Given problem — Rewrite the items below with every "pts" changed to "points", leaving everything else untouched.
## BEGIN Exercise input
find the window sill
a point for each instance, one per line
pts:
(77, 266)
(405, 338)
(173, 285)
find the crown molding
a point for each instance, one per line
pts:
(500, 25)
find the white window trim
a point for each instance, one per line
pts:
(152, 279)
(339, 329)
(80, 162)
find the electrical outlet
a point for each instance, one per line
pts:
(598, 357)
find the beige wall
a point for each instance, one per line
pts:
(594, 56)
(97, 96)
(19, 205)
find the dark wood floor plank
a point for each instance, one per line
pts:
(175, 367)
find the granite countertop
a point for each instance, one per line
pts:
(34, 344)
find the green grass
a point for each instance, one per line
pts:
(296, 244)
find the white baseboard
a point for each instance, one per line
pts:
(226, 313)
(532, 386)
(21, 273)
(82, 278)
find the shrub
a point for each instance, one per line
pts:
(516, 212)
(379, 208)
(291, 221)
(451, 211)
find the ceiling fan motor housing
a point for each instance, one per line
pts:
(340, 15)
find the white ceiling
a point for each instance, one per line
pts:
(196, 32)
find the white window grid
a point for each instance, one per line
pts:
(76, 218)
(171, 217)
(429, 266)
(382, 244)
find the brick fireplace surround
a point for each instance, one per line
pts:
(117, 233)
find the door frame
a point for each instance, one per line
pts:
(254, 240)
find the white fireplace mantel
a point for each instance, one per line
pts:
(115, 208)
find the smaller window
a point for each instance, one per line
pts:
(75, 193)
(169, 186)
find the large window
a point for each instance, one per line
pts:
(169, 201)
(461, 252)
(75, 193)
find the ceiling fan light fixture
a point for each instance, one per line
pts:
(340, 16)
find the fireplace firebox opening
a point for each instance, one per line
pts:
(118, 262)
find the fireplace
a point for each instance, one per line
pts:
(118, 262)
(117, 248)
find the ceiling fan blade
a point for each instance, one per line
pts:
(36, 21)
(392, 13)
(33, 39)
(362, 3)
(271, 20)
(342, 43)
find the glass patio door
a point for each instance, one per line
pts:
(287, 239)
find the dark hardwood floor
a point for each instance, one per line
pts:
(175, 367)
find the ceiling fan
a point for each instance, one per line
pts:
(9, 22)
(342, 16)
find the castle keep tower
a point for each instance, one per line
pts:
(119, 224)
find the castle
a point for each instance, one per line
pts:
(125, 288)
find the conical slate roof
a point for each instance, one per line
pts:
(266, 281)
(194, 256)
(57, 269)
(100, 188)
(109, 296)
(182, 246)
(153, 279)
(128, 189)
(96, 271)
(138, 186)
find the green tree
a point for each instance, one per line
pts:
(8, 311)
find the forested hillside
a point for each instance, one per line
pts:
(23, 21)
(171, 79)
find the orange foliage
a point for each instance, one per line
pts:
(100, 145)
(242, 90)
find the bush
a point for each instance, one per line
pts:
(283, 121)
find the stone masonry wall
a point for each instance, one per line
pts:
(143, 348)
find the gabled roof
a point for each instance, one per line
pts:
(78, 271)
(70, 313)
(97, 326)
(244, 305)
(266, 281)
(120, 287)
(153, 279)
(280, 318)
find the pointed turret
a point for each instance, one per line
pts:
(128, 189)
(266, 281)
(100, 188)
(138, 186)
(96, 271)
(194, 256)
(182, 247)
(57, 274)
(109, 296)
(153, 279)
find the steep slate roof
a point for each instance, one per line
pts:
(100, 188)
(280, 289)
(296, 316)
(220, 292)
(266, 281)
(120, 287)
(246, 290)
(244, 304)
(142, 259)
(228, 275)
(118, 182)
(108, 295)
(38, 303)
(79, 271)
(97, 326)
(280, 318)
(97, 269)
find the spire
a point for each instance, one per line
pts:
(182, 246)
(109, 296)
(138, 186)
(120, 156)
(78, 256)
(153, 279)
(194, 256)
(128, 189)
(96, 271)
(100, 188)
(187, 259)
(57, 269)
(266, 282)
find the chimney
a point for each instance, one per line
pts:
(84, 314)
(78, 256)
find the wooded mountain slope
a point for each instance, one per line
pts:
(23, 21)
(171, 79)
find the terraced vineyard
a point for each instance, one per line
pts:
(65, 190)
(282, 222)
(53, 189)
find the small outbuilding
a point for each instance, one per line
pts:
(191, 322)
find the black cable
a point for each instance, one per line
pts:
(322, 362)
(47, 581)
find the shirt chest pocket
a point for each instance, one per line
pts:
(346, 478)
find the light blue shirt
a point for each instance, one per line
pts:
## END Exercise input
Answer for the task —
find the window sill
a point for each instance, one per line
points:
(77, 266)
(405, 338)
(173, 285)
find the crown molding
a point for each instance, one per line
points:
(500, 25)
find the white window trim
a point for each instance, one per line
points:
(152, 279)
(339, 329)
(80, 162)
find the electrical outlet
a point for each instance, one per line
points:
(598, 357)
find the beige wall
a point for each instance, one per line
points:
(594, 56)
(97, 96)
(19, 205)
find the dark wood floor plank
a point for each instance, one per line
points:
(175, 367)
find the granite countertop
a point for each instance, one per line
points:
(34, 344)
find the green grass
a point for each instance, one per line
points:
(296, 244)
find the white baseboard
a point for each instance, one per line
points:
(226, 313)
(532, 386)
(21, 273)
(82, 278)
find the shrub
a point for each instance, one per line
points:
(516, 212)
(379, 208)
(291, 221)
(451, 211)
find the ceiling fan motor housing
a point for each instance, one per line
points:
(340, 15)
find the white ceiling
a point for each instance, one per line
points:
(196, 32)
find the white window grid
a point for each instance, one per line
points:
(76, 218)
(171, 217)
(429, 266)
(382, 244)
find the brick fireplace surround
a point for each instance, one per line
points:
(117, 233)
find the door frame
a point for each instance, one per line
points:
(254, 240)
find the white fireplace mantel
a point for each instance, one per line
points:
(115, 208)
find the smaller window
a point for each instance, one per line
points:
(75, 193)
(169, 186)
find the large window
a point for each instance, one per line
points:
(169, 201)
(461, 252)
(75, 193)
find the ceiling fan light fixture
a point for each instance, one per line
points:
(340, 16)
find the fireplace firebox opening
a point for each instance, one per line
points:
(118, 262)
find the fireplace
a point for each instance, one per line
points:
(118, 262)
(117, 248)
find the ceiling fan blade
a point for each instance, one per line
points:
(36, 21)
(392, 13)
(33, 39)
(362, 3)
(271, 20)
(342, 43)
find the glass patio door
a point for each instance, one per line
points:
(287, 239)
find the dark hardwood floor
a point for each instance, one per line
points:
(175, 367)
find the ceiling fan
a point for each instance, one per line
points:
(9, 22)
(342, 16)
find the castle keep tower
a point for each instance, one per line
points:
(119, 224)
find the castle
a point for each instance, one per line
points:
(125, 288)
find the conical slate roof
a point for each instance, one per line
points:
(266, 281)
(194, 256)
(57, 269)
(100, 188)
(109, 296)
(182, 246)
(153, 279)
(128, 189)
(96, 271)
(138, 186)
find the green tree
a point for each instance, one per line
points:
(8, 311)
find the forested hillside
a point for each instance, one per line
points:
(23, 21)
(171, 79)
find the orange foliage
a point for each instance, one per line
points:
(100, 145)
(242, 90)
find the bush
a point for each instance, one per line
points:
(283, 121)
find the stone masonry wall
a point for each instance, one per line
points:
(143, 348)
find the gabled roof
a point for each instance, one per line
points:
(78, 271)
(70, 313)
(97, 326)
(244, 305)
(266, 281)
(120, 287)
(153, 279)
(280, 318)
find the pointed turret
a point for each instance, one per line
points:
(128, 189)
(266, 281)
(100, 188)
(138, 186)
(96, 271)
(194, 256)
(182, 247)
(57, 274)
(109, 296)
(153, 279)
find the steep slate roof
a point for each instance, one per line
points:
(100, 188)
(280, 289)
(296, 316)
(220, 292)
(266, 281)
(120, 287)
(246, 290)
(244, 304)
(142, 259)
(228, 275)
(118, 182)
(108, 295)
(38, 303)
(79, 271)
(97, 326)
(280, 318)
(97, 269)
find the spire
a point for each instance, one per line
points:
(182, 246)
(109, 296)
(138, 186)
(120, 156)
(78, 256)
(153, 279)
(194, 256)
(128, 189)
(96, 271)
(100, 188)
(187, 259)
(57, 269)
(266, 282)
find the chimney
a point for each instance, one per line
points:
(84, 314)
(78, 256)
find the wooded mountain slope
a point for each instance, one per line
points:
(23, 21)
(171, 79)
find the terraced vineyard
a point for each instance, one per line
points:
(65, 190)
(282, 222)
(53, 189)
find the small outbuilding
a point for each instance, one per line
points:
(191, 322)
find the black cable
a point for each instance, one per line
points:
(322, 362)
(47, 581)
find the shirt chest pocket
a point for each instance, one per line
points:
(346, 478)
find the light blue shirt
a point for each instance, one per line
points:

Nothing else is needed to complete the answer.